### [EXERCISE BRIEF]
The answer must be every line of the data that holds the word "below".

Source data
<<<<

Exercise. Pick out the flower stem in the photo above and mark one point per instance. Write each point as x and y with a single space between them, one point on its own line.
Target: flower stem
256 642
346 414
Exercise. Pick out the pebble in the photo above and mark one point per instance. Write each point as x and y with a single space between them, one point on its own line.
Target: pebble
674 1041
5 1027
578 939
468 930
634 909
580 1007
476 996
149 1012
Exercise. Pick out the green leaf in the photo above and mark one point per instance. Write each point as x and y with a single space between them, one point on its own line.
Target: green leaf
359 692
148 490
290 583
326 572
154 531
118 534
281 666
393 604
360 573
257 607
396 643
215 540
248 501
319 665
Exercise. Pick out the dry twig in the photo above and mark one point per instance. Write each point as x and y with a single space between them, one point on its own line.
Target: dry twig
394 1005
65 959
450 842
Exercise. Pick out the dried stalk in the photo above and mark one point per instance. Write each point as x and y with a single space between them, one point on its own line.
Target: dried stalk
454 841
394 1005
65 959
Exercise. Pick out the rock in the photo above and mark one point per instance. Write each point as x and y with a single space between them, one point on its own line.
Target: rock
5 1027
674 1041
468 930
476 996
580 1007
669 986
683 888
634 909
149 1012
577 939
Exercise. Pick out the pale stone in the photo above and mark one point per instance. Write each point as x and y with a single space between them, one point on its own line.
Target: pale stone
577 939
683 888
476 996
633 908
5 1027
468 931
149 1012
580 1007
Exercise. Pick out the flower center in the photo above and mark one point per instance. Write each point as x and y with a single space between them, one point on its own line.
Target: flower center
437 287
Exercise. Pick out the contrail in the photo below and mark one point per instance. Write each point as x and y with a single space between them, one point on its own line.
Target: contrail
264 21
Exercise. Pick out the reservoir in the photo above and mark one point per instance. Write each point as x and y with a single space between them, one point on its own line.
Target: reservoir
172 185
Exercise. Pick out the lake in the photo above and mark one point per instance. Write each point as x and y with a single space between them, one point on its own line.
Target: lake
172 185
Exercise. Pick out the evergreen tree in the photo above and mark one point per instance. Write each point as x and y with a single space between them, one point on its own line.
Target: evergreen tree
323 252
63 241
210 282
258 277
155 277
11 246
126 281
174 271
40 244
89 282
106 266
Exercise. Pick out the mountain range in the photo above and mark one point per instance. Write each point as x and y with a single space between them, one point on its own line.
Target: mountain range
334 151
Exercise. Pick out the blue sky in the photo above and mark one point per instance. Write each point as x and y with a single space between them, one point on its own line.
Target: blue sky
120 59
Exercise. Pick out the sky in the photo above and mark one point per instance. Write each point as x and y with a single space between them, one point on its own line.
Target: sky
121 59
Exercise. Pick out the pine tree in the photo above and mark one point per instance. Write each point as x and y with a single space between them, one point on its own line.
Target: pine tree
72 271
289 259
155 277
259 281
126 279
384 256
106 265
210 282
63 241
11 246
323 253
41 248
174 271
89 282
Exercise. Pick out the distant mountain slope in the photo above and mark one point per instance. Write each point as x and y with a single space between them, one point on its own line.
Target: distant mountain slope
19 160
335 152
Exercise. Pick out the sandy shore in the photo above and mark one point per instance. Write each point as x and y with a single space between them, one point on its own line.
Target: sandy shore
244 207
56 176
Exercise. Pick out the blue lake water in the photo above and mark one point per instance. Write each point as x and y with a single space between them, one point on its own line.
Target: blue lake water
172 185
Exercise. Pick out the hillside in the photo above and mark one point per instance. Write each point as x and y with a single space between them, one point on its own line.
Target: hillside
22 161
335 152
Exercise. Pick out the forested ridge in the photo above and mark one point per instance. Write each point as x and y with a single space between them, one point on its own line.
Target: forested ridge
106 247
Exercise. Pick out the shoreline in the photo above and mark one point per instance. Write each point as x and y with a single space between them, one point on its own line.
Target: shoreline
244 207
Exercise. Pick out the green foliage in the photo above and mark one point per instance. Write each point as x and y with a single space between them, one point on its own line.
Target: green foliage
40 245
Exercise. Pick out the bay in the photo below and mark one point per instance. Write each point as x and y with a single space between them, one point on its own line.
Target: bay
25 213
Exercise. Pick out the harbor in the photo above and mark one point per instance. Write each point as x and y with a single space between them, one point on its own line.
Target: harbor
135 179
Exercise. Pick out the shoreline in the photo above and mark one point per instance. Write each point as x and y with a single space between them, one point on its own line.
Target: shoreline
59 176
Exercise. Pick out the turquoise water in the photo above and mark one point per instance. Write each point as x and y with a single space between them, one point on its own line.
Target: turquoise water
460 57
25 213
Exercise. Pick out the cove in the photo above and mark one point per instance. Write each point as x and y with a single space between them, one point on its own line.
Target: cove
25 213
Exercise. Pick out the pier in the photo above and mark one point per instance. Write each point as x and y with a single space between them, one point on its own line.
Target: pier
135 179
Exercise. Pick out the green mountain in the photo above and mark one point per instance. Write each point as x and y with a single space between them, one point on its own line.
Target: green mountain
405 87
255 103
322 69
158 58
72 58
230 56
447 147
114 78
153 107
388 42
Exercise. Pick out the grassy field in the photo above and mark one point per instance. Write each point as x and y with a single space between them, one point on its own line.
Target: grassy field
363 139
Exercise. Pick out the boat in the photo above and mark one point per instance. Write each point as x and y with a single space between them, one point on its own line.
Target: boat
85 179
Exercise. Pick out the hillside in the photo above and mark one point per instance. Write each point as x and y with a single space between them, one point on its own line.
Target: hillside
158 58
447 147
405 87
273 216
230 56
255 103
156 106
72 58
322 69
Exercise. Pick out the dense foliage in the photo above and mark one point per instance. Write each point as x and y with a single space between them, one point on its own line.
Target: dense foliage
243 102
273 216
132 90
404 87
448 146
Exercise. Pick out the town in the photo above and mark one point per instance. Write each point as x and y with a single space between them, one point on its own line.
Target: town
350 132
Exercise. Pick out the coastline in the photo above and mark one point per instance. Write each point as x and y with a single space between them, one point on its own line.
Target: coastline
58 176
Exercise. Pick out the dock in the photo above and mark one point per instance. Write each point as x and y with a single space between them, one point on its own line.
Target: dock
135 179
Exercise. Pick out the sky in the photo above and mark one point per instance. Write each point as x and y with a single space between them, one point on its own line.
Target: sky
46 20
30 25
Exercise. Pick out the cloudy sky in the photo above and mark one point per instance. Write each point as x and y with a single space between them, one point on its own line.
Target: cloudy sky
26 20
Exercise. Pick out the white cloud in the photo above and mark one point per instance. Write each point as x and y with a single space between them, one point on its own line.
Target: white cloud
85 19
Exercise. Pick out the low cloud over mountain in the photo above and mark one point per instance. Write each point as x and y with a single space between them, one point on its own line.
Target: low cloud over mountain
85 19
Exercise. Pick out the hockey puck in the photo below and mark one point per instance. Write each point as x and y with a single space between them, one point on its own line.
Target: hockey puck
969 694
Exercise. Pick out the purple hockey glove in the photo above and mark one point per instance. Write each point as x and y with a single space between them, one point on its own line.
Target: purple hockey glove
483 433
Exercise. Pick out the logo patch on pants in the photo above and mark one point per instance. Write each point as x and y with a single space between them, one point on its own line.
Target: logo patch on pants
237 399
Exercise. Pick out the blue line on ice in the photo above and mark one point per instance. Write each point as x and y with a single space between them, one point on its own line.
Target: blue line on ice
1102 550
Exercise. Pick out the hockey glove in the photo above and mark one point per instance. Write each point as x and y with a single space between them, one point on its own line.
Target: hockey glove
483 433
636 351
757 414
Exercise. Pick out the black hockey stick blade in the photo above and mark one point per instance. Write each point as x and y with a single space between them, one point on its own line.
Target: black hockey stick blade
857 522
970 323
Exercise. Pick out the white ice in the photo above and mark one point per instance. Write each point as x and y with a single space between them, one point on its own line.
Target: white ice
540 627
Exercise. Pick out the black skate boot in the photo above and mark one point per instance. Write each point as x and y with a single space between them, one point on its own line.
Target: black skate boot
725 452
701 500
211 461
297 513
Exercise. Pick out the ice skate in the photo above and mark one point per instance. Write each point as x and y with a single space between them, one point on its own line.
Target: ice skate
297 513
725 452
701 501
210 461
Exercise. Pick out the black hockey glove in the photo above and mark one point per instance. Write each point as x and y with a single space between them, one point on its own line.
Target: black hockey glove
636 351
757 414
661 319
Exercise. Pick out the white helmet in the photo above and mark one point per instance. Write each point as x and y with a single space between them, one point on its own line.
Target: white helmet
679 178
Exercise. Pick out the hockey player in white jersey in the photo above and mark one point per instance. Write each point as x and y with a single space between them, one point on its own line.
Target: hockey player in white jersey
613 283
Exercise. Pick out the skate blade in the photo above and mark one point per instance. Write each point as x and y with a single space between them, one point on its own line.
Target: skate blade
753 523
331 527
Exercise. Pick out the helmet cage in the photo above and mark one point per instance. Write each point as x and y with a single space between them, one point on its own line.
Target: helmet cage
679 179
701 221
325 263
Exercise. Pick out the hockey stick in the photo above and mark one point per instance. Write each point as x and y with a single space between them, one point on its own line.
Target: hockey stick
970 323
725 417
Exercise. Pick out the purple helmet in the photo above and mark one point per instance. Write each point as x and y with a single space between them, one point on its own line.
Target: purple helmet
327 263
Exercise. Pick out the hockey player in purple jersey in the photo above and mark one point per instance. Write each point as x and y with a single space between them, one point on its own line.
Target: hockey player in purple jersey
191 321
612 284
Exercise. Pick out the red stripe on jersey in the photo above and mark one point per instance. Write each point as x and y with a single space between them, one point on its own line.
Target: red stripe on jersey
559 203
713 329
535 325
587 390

>>>>

### [ANSWER AREA]
Exercise. Pick out the contrail in the photo below and mark one point per instance. Write each point as x and y with a single space between them, one point on its own line.
Exercise. Pick out the bay in the photo below and mark one point per instance. Write each point as x and y with a single space between them, one point on its own line.
Exercise. Pick out the hockey puck in the photo below and mark one point per instance. Write each point as x and y with a single space between them, one point on its own line.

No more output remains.